[DATA LISTING — start]
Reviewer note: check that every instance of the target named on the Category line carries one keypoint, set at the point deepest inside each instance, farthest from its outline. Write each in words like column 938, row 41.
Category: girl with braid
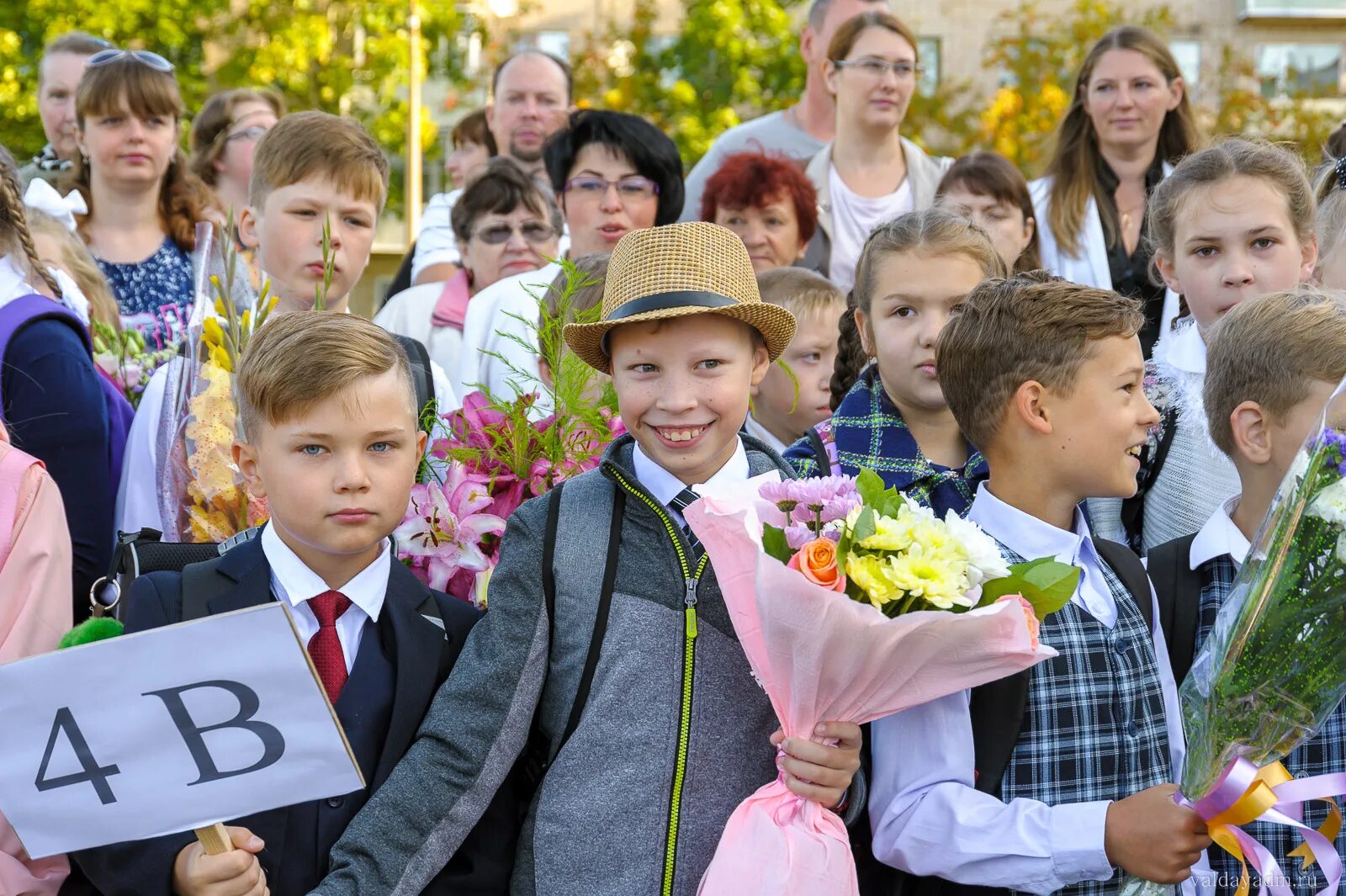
column 51, row 397
column 888, row 411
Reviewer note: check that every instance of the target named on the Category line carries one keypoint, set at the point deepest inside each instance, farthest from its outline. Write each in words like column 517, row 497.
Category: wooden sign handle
column 215, row 840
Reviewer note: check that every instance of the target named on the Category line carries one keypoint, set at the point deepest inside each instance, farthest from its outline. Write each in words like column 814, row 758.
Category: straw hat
column 681, row 269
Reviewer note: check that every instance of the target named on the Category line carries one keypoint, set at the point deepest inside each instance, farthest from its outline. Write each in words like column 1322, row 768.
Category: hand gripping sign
column 166, row 731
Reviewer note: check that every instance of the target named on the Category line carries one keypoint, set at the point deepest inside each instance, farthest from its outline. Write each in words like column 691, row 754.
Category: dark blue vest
column 363, row 708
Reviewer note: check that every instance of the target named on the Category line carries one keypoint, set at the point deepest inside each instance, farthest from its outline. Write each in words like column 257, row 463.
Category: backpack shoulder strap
column 1132, row 574
column 202, row 583
column 421, row 375
column 1178, row 588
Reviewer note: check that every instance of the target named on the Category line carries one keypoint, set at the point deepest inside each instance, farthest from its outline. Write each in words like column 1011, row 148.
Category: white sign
column 166, row 731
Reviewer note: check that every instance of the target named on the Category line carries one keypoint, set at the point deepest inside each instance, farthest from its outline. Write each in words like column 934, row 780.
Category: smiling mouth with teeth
column 681, row 435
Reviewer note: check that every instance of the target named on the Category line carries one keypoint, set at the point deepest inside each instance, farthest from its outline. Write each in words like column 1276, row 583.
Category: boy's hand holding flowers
column 818, row 771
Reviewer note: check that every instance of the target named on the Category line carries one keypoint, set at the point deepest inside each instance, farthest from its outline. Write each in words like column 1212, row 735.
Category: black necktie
column 680, row 503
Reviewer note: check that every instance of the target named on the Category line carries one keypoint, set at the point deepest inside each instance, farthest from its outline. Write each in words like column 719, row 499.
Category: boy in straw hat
column 607, row 660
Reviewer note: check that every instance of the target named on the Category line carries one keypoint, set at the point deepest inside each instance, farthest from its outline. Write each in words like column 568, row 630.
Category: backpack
column 1178, row 588
column 999, row 709
column 31, row 308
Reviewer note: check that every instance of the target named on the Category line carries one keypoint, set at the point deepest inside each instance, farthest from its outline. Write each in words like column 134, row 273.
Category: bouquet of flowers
column 202, row 496
column 852, row 603
column 1274, row 669
column 125, row 358
column 495, row 453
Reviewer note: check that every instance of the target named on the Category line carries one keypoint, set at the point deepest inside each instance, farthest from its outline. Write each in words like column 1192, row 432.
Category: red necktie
column 325, row 647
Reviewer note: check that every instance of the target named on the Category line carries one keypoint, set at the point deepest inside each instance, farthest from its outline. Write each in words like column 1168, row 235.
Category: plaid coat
column 1322, row 754
column 867, row 431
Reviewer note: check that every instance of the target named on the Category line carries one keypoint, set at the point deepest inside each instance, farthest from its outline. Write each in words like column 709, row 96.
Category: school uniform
column 394, row 658
column 1101, row 724
column 1215, row 556
column 867, row 431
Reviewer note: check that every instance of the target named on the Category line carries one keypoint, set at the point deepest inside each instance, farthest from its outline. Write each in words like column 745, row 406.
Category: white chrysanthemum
column 1330, row 503
column 984, row 560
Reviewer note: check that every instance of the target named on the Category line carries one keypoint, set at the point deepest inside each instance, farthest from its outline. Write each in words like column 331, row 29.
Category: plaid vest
column 1094, row 727
column 1322, row 754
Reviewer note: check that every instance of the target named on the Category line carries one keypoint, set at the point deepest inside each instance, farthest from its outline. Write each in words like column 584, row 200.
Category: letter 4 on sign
column 204, row 721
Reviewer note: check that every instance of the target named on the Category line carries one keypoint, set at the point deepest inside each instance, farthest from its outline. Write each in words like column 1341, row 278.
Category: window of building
column 1299, row 69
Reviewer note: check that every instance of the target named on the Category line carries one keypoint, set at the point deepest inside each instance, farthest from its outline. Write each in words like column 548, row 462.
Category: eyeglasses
column 143, row 56
column 626, row 188
column 532, row 231
column 875, row 69
column 252, row 135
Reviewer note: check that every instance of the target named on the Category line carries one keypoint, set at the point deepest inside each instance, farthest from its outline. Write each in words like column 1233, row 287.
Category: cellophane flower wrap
column 202, row 496
column 852, row 604
column 1274, row 666
column 495, row 453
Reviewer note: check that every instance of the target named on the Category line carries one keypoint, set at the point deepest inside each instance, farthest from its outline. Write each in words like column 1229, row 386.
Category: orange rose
column 818, row 561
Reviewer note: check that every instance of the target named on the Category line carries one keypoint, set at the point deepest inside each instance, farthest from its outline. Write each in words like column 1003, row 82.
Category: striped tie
column 680, row 503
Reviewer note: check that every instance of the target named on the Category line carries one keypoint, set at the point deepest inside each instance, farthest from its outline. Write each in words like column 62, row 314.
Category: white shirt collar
column 1184, row 348
column 665, row 486
column 295, row 583
column 1220, row 536
column 764, row 435
column 1027, row 536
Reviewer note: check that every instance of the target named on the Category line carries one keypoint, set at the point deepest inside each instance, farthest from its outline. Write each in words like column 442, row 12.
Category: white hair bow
column 44, row 197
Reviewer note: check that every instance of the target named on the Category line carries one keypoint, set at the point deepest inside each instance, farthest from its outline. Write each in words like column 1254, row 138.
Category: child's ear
column 248, row 228
column 1168, row 272
column 1029, row 404
column 246, row 458
column 1252, row 432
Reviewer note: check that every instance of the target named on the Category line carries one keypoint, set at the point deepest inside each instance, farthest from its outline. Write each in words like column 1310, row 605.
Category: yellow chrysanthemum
column 872, row 576
column 932, row 577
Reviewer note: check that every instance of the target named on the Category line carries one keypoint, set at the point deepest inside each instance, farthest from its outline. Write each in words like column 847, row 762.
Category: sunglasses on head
column 143, row 56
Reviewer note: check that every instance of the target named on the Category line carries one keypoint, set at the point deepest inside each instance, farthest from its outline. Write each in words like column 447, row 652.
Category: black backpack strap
column 820, row 451
column 421, row 375
column 1178, row 588
column 1132, row 574
column 202, row 583
column 1134, row 507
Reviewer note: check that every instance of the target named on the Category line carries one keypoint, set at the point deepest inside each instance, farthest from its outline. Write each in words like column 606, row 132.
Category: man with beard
column 531, row 97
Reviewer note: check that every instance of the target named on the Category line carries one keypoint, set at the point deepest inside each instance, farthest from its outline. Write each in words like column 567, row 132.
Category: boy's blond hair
column 1011, row 331
column 316, row 144
column 1267, row 350
column 298, row 361
column 800, row 291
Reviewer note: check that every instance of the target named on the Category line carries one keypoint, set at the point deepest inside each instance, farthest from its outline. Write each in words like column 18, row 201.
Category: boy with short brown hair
column 1052, row 781
column 1272, row 366
column 798, row 390
column 331, row 442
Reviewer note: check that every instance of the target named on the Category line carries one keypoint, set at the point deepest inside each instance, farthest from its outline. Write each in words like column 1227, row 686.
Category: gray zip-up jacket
column 673, row 736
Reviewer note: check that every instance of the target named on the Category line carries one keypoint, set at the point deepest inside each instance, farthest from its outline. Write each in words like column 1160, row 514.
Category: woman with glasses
column 614, row 172
column 143, row 199
column 505, row 225
column 870, row 172
column 222, row 140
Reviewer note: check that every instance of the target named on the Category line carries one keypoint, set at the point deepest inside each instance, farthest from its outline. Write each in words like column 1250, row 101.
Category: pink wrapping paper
column 823, row 657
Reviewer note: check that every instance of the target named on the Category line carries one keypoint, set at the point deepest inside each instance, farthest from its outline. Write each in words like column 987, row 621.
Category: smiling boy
column 628, row 673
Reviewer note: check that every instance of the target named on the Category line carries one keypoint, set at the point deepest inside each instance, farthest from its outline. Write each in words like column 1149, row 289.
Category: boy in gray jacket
[DATA LISTING — finish]
There is a run of lines above from the one with "1192, row 432." to the one with "709, row 96."; print exactly that run, both ends included, and nothing else.

Reviewer note: check that every instance of the target named on the Category line carries one keypoint, set at the point deepest inside each instance, farthest from its outline. Write each in words like column 1192, row 432.
Category: red necktie
column 325, row 647
Reviewer note: check that every instance of the target named on the Category line carries one keypoint, set at the point deepest inside each instance, farthest from its outline. Write each in words like column 1168, row 235.
Category: plaid coat
column 1322, row 754
column 867, row 431
Reviewer note: check that every instance of the target named on the Category line carries one keypoint, set at the point deepest inside each instance, farthest from its outline. Write each in words like column 709, row 96.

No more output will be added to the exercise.